■ Data entries ■

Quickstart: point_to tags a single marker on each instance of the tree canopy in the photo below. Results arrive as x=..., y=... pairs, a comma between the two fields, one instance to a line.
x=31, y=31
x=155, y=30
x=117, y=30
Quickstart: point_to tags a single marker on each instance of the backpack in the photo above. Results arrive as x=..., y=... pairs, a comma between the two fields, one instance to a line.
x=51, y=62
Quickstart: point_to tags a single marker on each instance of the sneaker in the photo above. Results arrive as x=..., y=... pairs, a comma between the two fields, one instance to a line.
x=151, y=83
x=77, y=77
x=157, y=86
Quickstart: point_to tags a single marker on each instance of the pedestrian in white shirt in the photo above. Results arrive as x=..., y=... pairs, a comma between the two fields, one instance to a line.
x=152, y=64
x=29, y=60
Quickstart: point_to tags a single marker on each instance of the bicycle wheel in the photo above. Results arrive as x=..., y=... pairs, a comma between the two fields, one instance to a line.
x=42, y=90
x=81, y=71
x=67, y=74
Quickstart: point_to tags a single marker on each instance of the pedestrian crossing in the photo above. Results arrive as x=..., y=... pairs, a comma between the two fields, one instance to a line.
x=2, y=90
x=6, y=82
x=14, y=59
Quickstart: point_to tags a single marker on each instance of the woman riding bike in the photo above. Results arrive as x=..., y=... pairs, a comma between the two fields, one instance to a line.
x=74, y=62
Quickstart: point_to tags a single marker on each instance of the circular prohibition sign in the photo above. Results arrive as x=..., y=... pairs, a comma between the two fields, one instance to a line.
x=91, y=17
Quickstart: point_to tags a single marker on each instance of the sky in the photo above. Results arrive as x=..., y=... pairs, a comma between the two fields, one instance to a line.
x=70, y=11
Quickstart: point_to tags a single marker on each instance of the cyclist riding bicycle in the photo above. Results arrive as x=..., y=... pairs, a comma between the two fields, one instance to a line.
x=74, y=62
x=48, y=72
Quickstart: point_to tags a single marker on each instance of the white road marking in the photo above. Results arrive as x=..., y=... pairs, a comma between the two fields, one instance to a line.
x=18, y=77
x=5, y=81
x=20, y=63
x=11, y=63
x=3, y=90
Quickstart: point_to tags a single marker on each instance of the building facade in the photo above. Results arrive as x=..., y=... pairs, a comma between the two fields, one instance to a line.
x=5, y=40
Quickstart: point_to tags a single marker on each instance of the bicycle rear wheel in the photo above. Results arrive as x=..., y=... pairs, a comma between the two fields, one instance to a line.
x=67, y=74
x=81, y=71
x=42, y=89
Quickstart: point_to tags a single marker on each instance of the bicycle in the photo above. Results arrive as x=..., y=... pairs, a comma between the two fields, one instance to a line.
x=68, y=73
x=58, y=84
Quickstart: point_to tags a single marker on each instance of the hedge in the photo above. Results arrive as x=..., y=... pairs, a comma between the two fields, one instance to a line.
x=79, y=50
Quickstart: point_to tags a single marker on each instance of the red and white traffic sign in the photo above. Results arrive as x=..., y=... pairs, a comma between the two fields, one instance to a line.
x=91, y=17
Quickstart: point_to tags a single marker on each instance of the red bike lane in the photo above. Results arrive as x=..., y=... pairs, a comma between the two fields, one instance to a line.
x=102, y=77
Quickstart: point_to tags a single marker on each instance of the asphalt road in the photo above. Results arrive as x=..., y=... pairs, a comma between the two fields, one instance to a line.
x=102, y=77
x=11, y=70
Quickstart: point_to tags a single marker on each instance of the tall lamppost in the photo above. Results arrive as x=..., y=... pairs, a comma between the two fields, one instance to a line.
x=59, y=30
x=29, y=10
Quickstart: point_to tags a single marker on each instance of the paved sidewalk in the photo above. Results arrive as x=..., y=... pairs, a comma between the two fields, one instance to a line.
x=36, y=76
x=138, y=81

■ Exercise brief ■
Update the records so that "a single marker" reads "one marker" everywhere it occurs. Keep every other part of the lines unchanged.

■ Response to the task ■
Quickstart: point_to tags one marker on each instance of the tree canopy in the photo below. Results arrive as x=..., y=... pairs, a comma between the two fields, one instance to a line.
x=31, y=31
x=155, y=30
x=117, y=30
Quickstart: point_to tags one marker on each instance of the backpack in the photo above. Results arrive as x=..., y=... pairs, a comma between the two fields, one instance to a line.
x=51, y=62
Quickstart: point_to tags one marker on each instance of the sneaker in the photo above. Results arrive as x=..., y=... pairs, a comma between the two fields, one instance to a line.
x=151, y=83
x=77, y=77
x=157, y=86
Quickstart: point_to tags one marker on each instance of the pedestrian in white shirt in the photo above. Results arrive as x=..., y=... pairs, a comma between the two fields, one instance to a line.
x=152, y=64
x=29, y=60
Quickstart: point_to tags one marker on each instance of the bicycle wheel in the photo above. Results arrive as x=..., y=... pairs, a comma between the two fields, one instance to a line.
x=42, y=90
x=81, y=71
x=67, y=74
Quickstart: point_to tags one marker on each instance of the pedestrian crossing in the photo above. Results arrive as x=..., y=... pairs, a comma between the two fields, one instance to a line.
x=2, y=90
x=6, y=82
x=14, y=59
Quickstart: point_to tags one marker on each instance of the woman riding bike in the photo above. Results arrive as x=..., y=... pairs, a comma between the two fields, one instance to a line.
x=74, y=62
Quickstart: point_to tags one marker on each instance of the circular prohibition sign in the photo above. Results arrive as x=..., y=... pairs, a comma between the two fields, one instance to a line.
x=91, y=17
Quickstart: point_to tags one marker on each instance of the sky in the photo above. Results arrive as x=..., y=... pairs, a comma between the two fields, one instance to a line.
x=70, y=11
Quickstart: point_to tags one marker on each instance of the cyclist riding bicycle in the photo above. Results arrive as x=..., y=... pairs, a comma between the two fields, one instance to a line.
x=74, y=62
x=48, y=72
Quickstart: point_to tags one marker on each instance of the white road marking in the photo above. Results arrive as x=..., y=... pairs, a comma between the two fields, one instance to a line.
x=18, y=77
x=5, y=81
x=20, y=63
x=11, y=63
x=3, y=90
Quickstart: point_to tags one marker on each instance of the building facade in the photo above. Results arrive as x=..., y=... pairs, a comma between the two fields, one instance to a line.
x=5, y=40
Quickstart: point_to tags one marker on each instance of the bicycle rear wheel in the photo above. Results arrive as x=..., y=... pairs, a comma between the two fields, one instance to a line.
x=67, y=74
x=81, y=71
x=42, y=89
Quickstart: point_to tags one marker on each instance of the bicycle in the photo above. Results arrive as x=..., y=... pairs, a comma between the two fields, one instance to a line.
x=68, y=73
x=58, y=84
Quickstart: point_to tags one marker on each instance of the hedge in the photo above. Results arrive as x=..., y=... pairs, a comma between the two fields, one instance to a line.
x=79, y=50
Quickstart: point_to tags one marker on each instance of the red and white traffic sign in the photo above. Results arrive as x=..., y=... pairs, a comma between the two fields, one instance to a line.
x=91, y=17
Quickstart: point_to tags one marker on each instance of the red bike lane in the photo above. Results arrive as x=..., y=... pairs, a comma between the two fields, one instance to a line.
x=102, y=77
Quickstart: point_to tags one marker on each instance of the asphalt road in the photo above. Results arrive as x=..., y=... pairs, a comma between the two fields, one instance to a line.
x=102, y=77
x=11, y=70
Quickstart: point_to tags one marker on each instance of the tall lamppost in the photo above. Results arrive as x=..., y=... pairs, a comma between the two fields, one instance to a line.
x=59, y=30
x=29, y=10
Quickstart: point_to tags one marker on each instance of the paved sidewalk in the photo above. Results arrive as x=..., y=... pairs, a comma between the two fields, one instance to a line.
x=36, y=76
x=138, y=81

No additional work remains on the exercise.